COMPITI ED ESERCIZI
a) Riproduca fedelmente il passo dell'estratto della pagina, da "In ogni caso, la" fino a "conservativa -vecchio centro.".
b) Nell'estratto della pagina, in quale data si è svolta la pubblica udienza in cui la causa è stata trattenuta per la decisione?

4) Violazione e falsa applicazione artt. 36 regolamento edilizio, art. 3 D. Lgs
267/90, artt. 2 e 4 DPR 380/01, art. 29 LR 16/2004, eccesso di potere : il
diniego fa riferimento alla impossibilità di utilizzare a fini residenziali il
volume destinato a fabbricato rurale, secondo la condizione ostativa posta
dall’art. 36 del regolamento edilizio. Tuttavia l’art. 36 è frutto di una
modifica deliberata il 21.3.2006 dalla commissione straordinaria e quindi non
ancora in vigore al momento dell’avversato diniego: invero, a mente dell’art. 29
LR 16/2004, il Ruec è adottato dal consiglio comunale, depositato al fine di
provocare osservazioni nei 30 gg. , trasmesso alla Provincia ed approvato
contestualmente alla approvazione del PUC. Non si sarebbe in sostanza
perfezionato il complesso iter procedimentale previsto dalla legge regionale n.
16/2004.
In ogni caso, la norma ancorchè approvata non potrebbe considerarsi applicabile
alle domande pendenti al momento della sua entrata in vigore. Nella sostanza,
detto art. 36 fa divieto di adibire locali e pertinenze agricole a funzioni
residenziali, ma ciò non potrebbe che riferirsi alle nuove case rurali in zona
agricola e non alle residenze in zona A, cui è impressa la destinazione
conservativa -vecchio centro.
5) Violazione e falsa applicazione art. 7 NTA, eccesso di potere: la mancanza
del lotto minimo di 1000 mq. non è opponibile al progettato intervento,
riguardando solo l’ipotesi di nuove costruzioni, ovvero di sostituzione edilizia
con radicale trasformazione dell’immobile, trattandosi nella specie di
intervento conservativo ; il lotto minimo sarebbe comunque raggiunto
dall’accorpamento della superficie del fabbricato in zona A di quella del
cortile in zona D3.
Si è costituito in giudizio il Comune intimato, che ha concluso con richiesta di
reiezione del ricorso per l’infondatezza delle censure.
Con ordinanza interlocutoria n. 463/2008 sono stati disposti incombenti
istruttori a carico dell’amministrazione intimata, la quale ha concluso con nota
depositata il 23 settembre 2008. Con ulteriore ordinanza interlocutoria n.
809/2008 è stata disposta una verificazione tecnica ad opera di funzionario
dell’assessorato urbanistica Regione Campania, il quale ha depositato relazione
scritta datata 18 febbraio 2009.
Parte ricorrente all’esito ha proposto istanza di ricusazione del funzionario
incaricato della verificazione,ed ha eccepito la nullità della stessa per essere
stata effettuata senza le garanzie del contraddittorio disposte dal Collegio.
Il Collegio, respinta la istanza di ricusazione, ha ordinato la rinnovazione
della verificazione tecnica. E’ stata depositata nuova relazione in data 16
giugno 2009.
Alla pubblica udienza del 23 luglio 2009 , la causa è stata chiamata e
trattenuta per la decisione, come da verbale.

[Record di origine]
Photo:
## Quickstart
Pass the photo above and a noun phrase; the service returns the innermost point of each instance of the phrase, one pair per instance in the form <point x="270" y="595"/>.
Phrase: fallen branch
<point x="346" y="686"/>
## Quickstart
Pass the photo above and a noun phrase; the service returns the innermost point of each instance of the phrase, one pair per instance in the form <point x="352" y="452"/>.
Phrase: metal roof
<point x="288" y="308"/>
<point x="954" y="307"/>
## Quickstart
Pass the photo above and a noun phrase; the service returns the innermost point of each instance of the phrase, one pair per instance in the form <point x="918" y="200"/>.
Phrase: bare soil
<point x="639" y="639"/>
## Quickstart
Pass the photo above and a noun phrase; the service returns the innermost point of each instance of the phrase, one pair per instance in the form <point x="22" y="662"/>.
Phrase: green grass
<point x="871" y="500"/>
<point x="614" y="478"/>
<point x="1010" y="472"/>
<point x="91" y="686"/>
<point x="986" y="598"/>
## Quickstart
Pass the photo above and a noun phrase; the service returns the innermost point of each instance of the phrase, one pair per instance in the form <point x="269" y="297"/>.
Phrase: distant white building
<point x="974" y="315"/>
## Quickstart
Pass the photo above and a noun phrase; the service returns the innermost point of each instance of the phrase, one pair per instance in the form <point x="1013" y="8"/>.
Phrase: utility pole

...

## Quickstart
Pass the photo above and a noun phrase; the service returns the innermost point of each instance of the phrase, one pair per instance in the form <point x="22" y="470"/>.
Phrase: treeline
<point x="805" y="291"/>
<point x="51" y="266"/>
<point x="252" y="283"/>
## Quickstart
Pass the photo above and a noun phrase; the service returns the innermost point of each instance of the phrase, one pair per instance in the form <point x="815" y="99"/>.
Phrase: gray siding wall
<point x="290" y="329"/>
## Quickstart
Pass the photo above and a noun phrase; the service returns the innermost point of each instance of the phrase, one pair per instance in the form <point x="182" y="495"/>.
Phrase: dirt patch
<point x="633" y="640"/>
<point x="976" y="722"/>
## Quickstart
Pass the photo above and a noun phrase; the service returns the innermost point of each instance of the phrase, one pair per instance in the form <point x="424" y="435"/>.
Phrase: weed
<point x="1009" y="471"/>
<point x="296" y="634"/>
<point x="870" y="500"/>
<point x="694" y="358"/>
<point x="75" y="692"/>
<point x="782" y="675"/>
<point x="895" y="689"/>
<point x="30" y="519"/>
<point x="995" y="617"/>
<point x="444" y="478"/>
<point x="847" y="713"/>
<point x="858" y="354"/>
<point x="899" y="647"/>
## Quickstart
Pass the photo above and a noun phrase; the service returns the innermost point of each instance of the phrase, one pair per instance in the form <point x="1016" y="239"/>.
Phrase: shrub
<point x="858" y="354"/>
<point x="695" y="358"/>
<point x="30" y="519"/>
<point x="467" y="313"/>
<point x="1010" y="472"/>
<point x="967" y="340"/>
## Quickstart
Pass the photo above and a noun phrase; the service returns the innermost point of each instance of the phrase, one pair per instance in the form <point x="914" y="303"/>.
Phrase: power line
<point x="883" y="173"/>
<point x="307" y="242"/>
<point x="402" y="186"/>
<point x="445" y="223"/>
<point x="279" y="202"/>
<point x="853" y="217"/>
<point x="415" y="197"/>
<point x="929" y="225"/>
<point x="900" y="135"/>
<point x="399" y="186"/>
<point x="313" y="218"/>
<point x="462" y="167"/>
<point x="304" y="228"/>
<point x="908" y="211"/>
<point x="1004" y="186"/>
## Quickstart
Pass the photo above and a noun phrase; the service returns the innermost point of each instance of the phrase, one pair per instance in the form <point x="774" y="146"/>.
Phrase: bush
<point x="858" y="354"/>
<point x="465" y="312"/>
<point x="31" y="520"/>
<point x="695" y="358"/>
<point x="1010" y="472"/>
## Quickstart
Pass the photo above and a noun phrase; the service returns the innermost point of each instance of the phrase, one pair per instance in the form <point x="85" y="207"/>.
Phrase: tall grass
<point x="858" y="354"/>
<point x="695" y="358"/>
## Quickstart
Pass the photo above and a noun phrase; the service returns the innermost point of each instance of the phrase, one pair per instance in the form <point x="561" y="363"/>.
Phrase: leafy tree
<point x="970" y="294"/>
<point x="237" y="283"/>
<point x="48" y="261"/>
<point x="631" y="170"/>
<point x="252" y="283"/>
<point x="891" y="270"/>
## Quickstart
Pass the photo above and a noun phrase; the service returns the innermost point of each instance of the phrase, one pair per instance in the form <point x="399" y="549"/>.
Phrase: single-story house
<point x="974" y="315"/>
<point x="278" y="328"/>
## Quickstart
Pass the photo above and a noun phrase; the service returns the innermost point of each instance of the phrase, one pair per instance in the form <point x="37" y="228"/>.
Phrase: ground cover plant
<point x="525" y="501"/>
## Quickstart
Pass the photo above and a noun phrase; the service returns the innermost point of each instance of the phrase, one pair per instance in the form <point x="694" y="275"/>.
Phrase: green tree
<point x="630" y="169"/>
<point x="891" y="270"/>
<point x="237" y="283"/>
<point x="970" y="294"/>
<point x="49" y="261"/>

* * *

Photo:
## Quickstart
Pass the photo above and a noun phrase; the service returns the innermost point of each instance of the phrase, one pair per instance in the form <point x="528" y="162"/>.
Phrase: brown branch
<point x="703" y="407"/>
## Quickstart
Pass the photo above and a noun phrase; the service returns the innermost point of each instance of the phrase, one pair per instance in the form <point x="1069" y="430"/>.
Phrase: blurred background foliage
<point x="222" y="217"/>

RISPOSTE COMPLETE
a)
In ogni caso, la norma ancorchè approvata non potrebbe considerarsi applicabile
alle domande pendenti al momento della sua entrata in vigore. Nella sostanza,
detto art. 36 fa divieto di adibire locali e pertinenze agricole a funzioni
residenziali, ma ciò non potrebbe che riferirsi alle nuove case rurali in zona
agricola e non alle residenze in zona A, cui è impressa la destinazione
conservativa -vecchio centro.

b) Il 23 luglio 2009.